WHAT TO DO: Can you render every line of the rows below as a Markdown table with the columns Index and Text, numbering each line, skipping blank lines and leaving the pictures out?

+ + + + + + +

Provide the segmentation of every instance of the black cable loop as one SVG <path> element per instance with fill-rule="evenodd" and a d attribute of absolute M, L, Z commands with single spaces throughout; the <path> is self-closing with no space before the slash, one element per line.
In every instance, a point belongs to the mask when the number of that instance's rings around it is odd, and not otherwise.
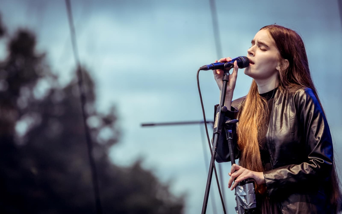
<path fill-rule="evenodd" d="M 210 139 L 209 137 L 209 134 L 208 133 L 208 127 L 207 126 L 207 120 L 206 119 L 206 113 L 204 112 L 204 106 L 203 105 L 203 101 L 202 99 L 202 94 L 201 93 L 201 89 L 199 87 L 199 75 L 200 69 L 199 69 L 197 71 L 197 86 L 198 88 L 198 93 L 199 95 L 199 99 L 201 101 L 201 106 L 202 106 L 202 111 L 203 113 L 203 119 L 204 121 L 204 125 L 206 127 L 206 132 L 207 134 L 207 138 L 208 140 L 208 143 L 209 144 L 209 149 L 210 150 L 210 156 L 211 157 L 211 160 L 213 163 L 213 167 L 214 168 L 214 171 L 215 172 L 215 178 L 216 179 L 216 182 L 217 183 L 218 187 L 219 189 L 219 193 L 220 194 L 220 197 L 221 198 L 221 202 L 222 203 L 222 206 L 223 209 L 223 212 L 225 214 L 226 214 L 226 209 L 224 206 L 224 202 L 223 201 L 223 199 L 222 197 L 222 194 L 221 193 L 221 189 L 220 188 L 220 183 L 219 182 L 219 178 L 217 177 L 217 172 L 216 172 L 216 167 L 215 165 L 215 159 L 213 156 L 213 151 L 211 149 L 211 144 L 210 143 Z"/>

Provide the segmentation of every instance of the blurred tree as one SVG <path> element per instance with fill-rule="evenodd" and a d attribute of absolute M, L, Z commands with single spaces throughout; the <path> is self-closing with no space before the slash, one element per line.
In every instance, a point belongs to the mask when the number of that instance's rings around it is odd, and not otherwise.
<path fill-rule="evenodd" d="M 0 36 L 4 29 L 0 24 Z M 77 78 L 58 85 L 29 31 L 9 41 L 0 62 L 0 212 L 94 213 Z M 82 70 L 104 213 L 182 213 L 184 197 L 171 194 L 141 161 L 127 168 L 110 162 L 108 149 L 120 135 L 116 111 L 97 112 L 94 83 Z"/>

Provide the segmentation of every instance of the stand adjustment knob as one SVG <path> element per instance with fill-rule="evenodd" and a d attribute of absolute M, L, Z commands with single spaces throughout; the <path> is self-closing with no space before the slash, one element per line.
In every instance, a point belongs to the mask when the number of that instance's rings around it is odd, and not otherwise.
<path fill-rule="evenodd" d="M 227 107 L 225 106 L 223 106 L 222 108 L 221 108 L 221 111 L 224 112 L 226 112 L 228 111 L 228 109 Z"/>

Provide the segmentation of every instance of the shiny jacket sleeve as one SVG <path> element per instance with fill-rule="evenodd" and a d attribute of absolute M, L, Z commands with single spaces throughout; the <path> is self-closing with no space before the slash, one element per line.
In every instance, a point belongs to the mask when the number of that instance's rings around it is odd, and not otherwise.
<path fill-rule="evenodd" d="M 312 90 L 305 89 L 294 96 L 297 117 L 302 132 L 300 142 L 305 143 L 304 159 L 299 164 L 289 165 L 264 172 L 270 196 L 293 192 L 297 188 L 317 185 L 331 174 L 332 142 L 322 108 Z M 284 148 L 285 149 L 285 148 Z M 284 192 L 285 191 L 285 192 Z"/>
<path fill-rule="evenodd" d="M 217 107 L 219 105 L 216 105 L 215 106 L 215 110 L 214 111 L 214 119 L 215 119 L 215 114 L 217 109 Z M 235 108 L 232 107 L 231 111 L 228 111 L 225 114 L 226 117 L 229 118 L 230 119 L 236 119 L 237 117 L 237 114 L 238 111 Z M 214 121 L 214 123 L 215 121 Z M 237 159 L 239 158 L 240 155 L 240 152 L 238 149 L 237 146 L 237 137 L 236 136 L 236 126 L 235 124 L 233 126 L 232 129 L 232 132 L 233 137 L 233 146 L 235 149 L 234 151 L 234 154 L 235 156 L 235 159 Z M 214 136 L 213 136 L 213 138 L 212 141 L 214 140 Z M 212 142 L 213 143 L 213 142 Z M 216 162 L 218 163 L 222 163 L 223 162 L 228 162 L 231 161 L 230 152 L 229 151 L 229 147 L 228 146 L 228 141 L 226 136 L 225 133 L 222 132 L 221 134 L 220 135 L 219 137 L 219 140 L 218 142 L 217 149 L 216 150 L 216 155 L 215 157 L 215 160 Z"/>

+ + + + + + +

WRITTEN RESPONSE:
| Index | Text |
|---|---|
| 1 | Provide the segmentation of every instance of the black cable loop as one SVG <path> element per instance with fill-rule="evenodd" and a d attribute of absolute M, L, Z commands with single spaces throughout; the <path> is self-closing with no space before the slash, one element per line. |
| 2 | In every instance, a point belongs to the mask when the number of that instance's rings around it is odd, and not otherwise. |
| 3 | <path fill-rule="evenodd" d="M 210 139 L 209 137 L 209 134 L 208 133 L 208 127 L 207 126 L 207 120 L 206 119 L 206 113 L 204 112 L 204 106 L 203 105 L 203 101 L 202 99 L 202 94 L 201 93 L 201 89 L 199 87 L 199 75 L 200 69 L 199 69 L 197 71 L 197 86 L 198 88 L 198 93 L 199 95 L 199 99 L 201 101 L 201 106 L 202 106 L 202 111 L 203 113 L 203 119 L 204 121 L 204 125 L 206 127 L 206 132 L 207 134 L 207 138 L 208 140 L 208 143 L 209 144 L 209 149 L 210 150 L 210 156 L 211 157 L 211 160 L 213 163 L 213 167 L 214 168 L 214 171 L 215 172 L 215 178 L 216 179 L 216 182 L 217 183 L 218 187 L 219 189 L 219 193 L 220 194 L 220 197 L 221 198 L 221 202 L 222 203 L 222 206 L 223 209 L 223 212 L 225 214 L 226 214 L 226 209 L 224 206 L 224 202 L 223 201 L 223 199 L 222 197 L 222 194 L 221 193 L 221 189 L 220 188 L 220 183 L 219 182 L 219 178 L 217 177 L 217 172 L 216 172 L 216 167 L 215 165 L 215 159 L 213 156 L 213 151 L 211 149 L 211 144 L 210 143 Z"/> |
| 4 | Provide the segmentation of every instance of the blurred tree as one SVG <path> element per instance with fill-rule="evenodd" and a d attribute of absolute M, L, Z commands with single spaces throughout; the <path> is self-closing with no space before the slash, one element per line. |
| 5 | In every instance, a point belongs to the mask when the number of that instance's rings around it is odd, and not otherwise. |
| 6 | <path fill-rule="evenodd" d="M 0 36 L 4 29 L 0 24 Z M 77 78 L 58 85 L 29 31 L 9 41 L 0 62 L 0 212 L 94 213 Z M 82 70 L 104 213 L 182 213 L 184 197 L 171 194 L 141 161 L 127 168 L 110 162 L 108 149 L 120 135 L 116 111 L 97 112 L 94 83 Z"/> |
| 7 | Provide the segmentation of every instance of the stand adjustment knob as one SVG <path> element per instance with fill-rule="evenodd" and a d attribute of absolute M, L, Z commands with single spaces throughout; the <path> is self-closing with no space before the slash, one element per line. |
| 8 | In every instance, a point belongs to the mask when the number of that instance's rings around it is odd, and not otherwise. |
| 9 | <path fill-rule="evenodd" d="M 227 107 L 225 106 L 223 106 L 222 108 L 221 108 L 221 111 L 224 112 L 226 112 L 228 111 L 228 109 Z"/> |
| 10 | Provide the segmentation of every instance of the shiny jacket sleeve as one SVG <path> element per instance with fill-rule="evenodd" and a d attribute of absolute M, L, Z commands with single spaces throughout; the <path> is self-closing with no space before the slash, one element per line. |
| 11 | In every instance, a point belongs to the mask when the number of that instance's rings around it is odd, and not otherwise. |
| 12 | <path fill-rule="evenodd" d="M 312 90 L 305 89 L 294 96 L 297 117 L 302 132 L 300 142 L 305 143 L 304 159 L 299 164 L 289 165 L 264 172 L 270 196 L 293 192 L 297 188 L 317 185 L 331 174 L 332 142 L 322 108 Z M 284 148 L 285 149 L 285 148 Z M 284 192 L 285 191 L 285 192 Z"/> |
| 13 | <path fill-rule="evenodd" d="M 217 107 L 219 105 L 216 105 L 215 106 L 215 110 L 214 111 L 214 119 L 215 119 L 215 114 L 217 109 Z M 235 108 L 232 107 L 231 111 L 228 111 L 225 114 L 226 117 L 229 118 L 230 119 L 236 119 L 237 117 L 237 114 L 238 111 Z M 214 121 L 214 123 L 215 121 Z M 237 159 L 239 158 L 240 155 L 240 152 L 238 149 L 237 146 L 237 137 L 236 136 L 236 126 L 235 124 L 233 126 L 232 129 L 232 132 L 233 137 L 233 146 L 235 149 L 234 151 L 234 154 L 235 156 L 235 159 Z M 214 136 L 213 136 L 213 138 L 212 141 L 214 140 Z M 212 142 L 213 143 L 213 142 Z M 216 162 L 218 163 L 222 163 L 223 162 L 228 162 L 231 161 L 230 152 L 229 151 L 229 147 L 228 146 L 228 141 L 226 136 L 225 133 L 222 132 L 221 134 L 220 135 L 219 137 L 219 140 L 218 142 L 217 149 L 216 150 L 216 155 L 215 157 L 215 160 Z"/> |